# start of Records provided

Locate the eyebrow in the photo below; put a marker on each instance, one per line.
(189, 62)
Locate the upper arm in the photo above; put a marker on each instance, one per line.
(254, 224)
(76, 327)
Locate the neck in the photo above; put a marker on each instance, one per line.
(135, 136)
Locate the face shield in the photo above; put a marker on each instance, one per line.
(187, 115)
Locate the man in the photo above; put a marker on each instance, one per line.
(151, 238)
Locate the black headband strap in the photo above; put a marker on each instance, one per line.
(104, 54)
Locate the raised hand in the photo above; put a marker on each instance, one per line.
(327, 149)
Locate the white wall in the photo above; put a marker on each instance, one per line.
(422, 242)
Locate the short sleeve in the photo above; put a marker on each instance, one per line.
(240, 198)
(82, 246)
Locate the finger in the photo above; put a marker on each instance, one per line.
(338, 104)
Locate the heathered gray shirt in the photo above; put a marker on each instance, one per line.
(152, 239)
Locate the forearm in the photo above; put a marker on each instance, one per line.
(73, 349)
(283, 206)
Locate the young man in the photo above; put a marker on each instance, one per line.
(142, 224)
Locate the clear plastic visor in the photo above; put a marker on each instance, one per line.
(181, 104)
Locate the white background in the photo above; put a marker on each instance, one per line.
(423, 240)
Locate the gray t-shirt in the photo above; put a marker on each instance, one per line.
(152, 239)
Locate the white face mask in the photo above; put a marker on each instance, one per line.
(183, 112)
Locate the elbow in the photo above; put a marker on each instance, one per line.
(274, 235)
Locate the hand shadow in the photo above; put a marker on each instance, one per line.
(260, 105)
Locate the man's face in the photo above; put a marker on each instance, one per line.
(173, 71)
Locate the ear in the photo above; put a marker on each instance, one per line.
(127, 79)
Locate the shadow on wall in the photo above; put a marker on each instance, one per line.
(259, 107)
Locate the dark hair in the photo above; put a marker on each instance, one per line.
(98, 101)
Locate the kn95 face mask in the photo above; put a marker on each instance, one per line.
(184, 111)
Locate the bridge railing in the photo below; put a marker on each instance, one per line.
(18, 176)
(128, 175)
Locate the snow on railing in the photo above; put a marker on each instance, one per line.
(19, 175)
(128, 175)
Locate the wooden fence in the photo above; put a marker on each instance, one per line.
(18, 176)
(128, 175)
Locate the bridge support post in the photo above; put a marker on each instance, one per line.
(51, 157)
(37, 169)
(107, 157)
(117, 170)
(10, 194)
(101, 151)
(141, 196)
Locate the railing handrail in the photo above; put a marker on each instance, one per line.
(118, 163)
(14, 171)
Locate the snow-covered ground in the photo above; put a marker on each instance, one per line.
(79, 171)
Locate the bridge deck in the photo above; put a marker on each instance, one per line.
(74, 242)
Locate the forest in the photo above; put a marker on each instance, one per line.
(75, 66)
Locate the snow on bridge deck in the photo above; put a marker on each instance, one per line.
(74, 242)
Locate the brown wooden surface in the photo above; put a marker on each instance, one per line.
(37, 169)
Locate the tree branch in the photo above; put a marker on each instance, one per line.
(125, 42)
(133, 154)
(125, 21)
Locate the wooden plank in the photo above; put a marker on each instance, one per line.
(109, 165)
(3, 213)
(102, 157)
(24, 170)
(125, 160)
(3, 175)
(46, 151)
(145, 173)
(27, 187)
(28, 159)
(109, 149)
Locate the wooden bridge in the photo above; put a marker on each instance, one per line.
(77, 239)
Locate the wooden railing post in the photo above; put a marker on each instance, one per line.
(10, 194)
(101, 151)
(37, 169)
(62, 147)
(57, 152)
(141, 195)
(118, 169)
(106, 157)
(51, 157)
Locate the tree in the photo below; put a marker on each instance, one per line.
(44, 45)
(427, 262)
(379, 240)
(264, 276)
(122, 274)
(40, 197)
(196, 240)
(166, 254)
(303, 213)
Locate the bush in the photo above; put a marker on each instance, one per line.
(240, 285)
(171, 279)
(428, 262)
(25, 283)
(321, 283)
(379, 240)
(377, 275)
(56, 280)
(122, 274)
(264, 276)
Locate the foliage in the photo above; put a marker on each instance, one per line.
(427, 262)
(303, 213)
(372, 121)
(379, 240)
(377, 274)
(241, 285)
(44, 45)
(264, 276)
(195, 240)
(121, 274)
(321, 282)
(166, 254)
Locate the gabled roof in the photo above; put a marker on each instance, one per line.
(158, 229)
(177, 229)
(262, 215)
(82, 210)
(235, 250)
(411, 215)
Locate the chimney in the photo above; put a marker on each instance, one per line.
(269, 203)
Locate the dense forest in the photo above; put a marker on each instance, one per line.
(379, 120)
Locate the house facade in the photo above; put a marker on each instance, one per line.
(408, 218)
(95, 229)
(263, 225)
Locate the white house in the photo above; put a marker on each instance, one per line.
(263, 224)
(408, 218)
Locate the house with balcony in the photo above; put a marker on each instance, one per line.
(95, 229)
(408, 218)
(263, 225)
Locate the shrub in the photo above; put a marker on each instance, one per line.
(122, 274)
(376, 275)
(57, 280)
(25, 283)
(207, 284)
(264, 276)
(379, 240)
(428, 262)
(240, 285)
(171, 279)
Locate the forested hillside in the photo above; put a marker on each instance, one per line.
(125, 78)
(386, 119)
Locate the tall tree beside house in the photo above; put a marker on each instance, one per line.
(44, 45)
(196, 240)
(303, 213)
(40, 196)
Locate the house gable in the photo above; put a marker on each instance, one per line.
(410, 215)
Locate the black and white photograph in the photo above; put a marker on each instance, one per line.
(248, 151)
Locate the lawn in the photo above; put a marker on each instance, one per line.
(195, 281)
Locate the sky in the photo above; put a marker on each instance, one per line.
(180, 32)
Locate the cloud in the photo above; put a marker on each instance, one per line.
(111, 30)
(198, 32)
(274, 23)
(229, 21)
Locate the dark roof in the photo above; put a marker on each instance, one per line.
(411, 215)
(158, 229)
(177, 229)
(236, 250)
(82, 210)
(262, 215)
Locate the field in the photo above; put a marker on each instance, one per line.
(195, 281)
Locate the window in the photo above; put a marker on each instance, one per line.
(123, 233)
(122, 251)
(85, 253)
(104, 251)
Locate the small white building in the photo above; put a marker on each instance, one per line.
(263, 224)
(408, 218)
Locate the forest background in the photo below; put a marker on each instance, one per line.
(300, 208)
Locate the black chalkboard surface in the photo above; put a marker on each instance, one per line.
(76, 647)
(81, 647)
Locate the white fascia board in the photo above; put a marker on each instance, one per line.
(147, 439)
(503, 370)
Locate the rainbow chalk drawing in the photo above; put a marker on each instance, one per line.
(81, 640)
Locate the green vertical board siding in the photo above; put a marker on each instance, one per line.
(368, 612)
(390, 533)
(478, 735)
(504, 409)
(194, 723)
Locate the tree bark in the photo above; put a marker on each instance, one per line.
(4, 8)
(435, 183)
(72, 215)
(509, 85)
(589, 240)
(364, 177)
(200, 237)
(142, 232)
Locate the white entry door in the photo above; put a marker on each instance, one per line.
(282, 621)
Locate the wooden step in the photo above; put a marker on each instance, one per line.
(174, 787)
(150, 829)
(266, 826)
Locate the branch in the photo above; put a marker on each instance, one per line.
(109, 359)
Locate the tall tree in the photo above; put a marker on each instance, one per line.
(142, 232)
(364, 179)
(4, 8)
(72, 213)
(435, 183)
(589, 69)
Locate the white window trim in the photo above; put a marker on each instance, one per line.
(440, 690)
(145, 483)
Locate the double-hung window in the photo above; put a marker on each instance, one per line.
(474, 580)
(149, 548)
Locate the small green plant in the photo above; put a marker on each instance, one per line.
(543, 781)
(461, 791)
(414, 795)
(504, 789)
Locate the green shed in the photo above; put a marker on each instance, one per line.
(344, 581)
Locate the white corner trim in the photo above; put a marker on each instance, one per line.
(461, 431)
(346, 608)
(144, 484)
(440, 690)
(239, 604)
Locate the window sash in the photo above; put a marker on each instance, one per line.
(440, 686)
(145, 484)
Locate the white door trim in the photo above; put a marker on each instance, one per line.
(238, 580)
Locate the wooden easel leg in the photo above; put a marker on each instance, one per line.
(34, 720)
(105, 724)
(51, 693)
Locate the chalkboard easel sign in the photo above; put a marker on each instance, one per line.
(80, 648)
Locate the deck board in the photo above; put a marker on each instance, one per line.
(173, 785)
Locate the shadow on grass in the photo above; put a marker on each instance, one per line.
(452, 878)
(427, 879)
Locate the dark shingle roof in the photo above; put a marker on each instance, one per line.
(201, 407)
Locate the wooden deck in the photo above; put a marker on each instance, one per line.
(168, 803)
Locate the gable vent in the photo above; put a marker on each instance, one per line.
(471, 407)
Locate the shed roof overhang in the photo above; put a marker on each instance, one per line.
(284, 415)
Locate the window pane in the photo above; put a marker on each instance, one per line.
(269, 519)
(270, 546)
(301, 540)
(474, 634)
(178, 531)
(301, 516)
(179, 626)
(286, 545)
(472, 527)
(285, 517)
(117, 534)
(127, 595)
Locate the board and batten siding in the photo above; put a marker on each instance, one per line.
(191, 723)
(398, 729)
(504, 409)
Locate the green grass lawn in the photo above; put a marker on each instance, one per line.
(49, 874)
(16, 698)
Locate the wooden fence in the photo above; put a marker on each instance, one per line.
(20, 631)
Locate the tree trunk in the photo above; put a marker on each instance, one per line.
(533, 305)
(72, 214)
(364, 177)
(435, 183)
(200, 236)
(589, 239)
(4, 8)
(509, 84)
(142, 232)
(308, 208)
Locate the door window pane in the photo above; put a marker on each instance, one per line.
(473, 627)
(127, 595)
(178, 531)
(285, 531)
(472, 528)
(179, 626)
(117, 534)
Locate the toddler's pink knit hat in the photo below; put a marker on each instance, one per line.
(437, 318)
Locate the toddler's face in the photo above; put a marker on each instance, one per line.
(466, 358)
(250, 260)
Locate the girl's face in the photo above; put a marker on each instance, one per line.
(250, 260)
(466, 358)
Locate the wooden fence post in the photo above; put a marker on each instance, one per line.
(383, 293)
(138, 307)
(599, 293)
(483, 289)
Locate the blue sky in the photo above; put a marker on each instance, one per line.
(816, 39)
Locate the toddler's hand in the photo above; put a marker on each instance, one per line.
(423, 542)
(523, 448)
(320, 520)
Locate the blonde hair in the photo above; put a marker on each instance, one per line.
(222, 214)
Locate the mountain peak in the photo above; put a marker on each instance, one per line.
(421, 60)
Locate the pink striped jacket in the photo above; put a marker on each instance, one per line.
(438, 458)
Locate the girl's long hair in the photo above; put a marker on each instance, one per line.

# end of Records provided

**Your objective**
Begin at the line containing "Locate the door" and reproduce each line through the end of the records above.

**Written answer**
Locate the door window pane in the photo above; put a marker on each instance, one per line.
(473, 627)
(127, 595)
(178, 531)
(285, 531)
(472, 528)
(179, 626)
(117, 534)
Locate the toddler's pink knit hat in the photo below; put a marker on each instance, one per line.
(437, 318)
Locate the toddler's face in the photo above; put a marker on each instance, one per line.
(466, 358)
(250, 260)
Locate the girl's face in the photo above; put a marker on each instance, one per line.
(250, 260)
(466, 358)
Locate the wooden fence post in the photo above; put a marker on each instance, one per line.
(383, 293)
(138, 307)
(599, 293)
(483, 289)
Locate the blue sky in the photo above; put a marker on each instance, one per line.
(816, 39)
Locate the toddler's hand in the photo above; put a marker on each instance, one per line.
(423, 542)
(523, 448)
(320, 520)
Locate the blonde hair in the photo above; put a marker on each instance, one per line.
(222, 214)
Locate the mountain peak in the photo above; put a marker on each instance, one per line.
(421, 60)
Locate the pink striped jacket in the photo above; put a marker on each instance, one per line.
(438, 458)
Locate the girl's long hair in the photo above; put a marker on each instance, one per line.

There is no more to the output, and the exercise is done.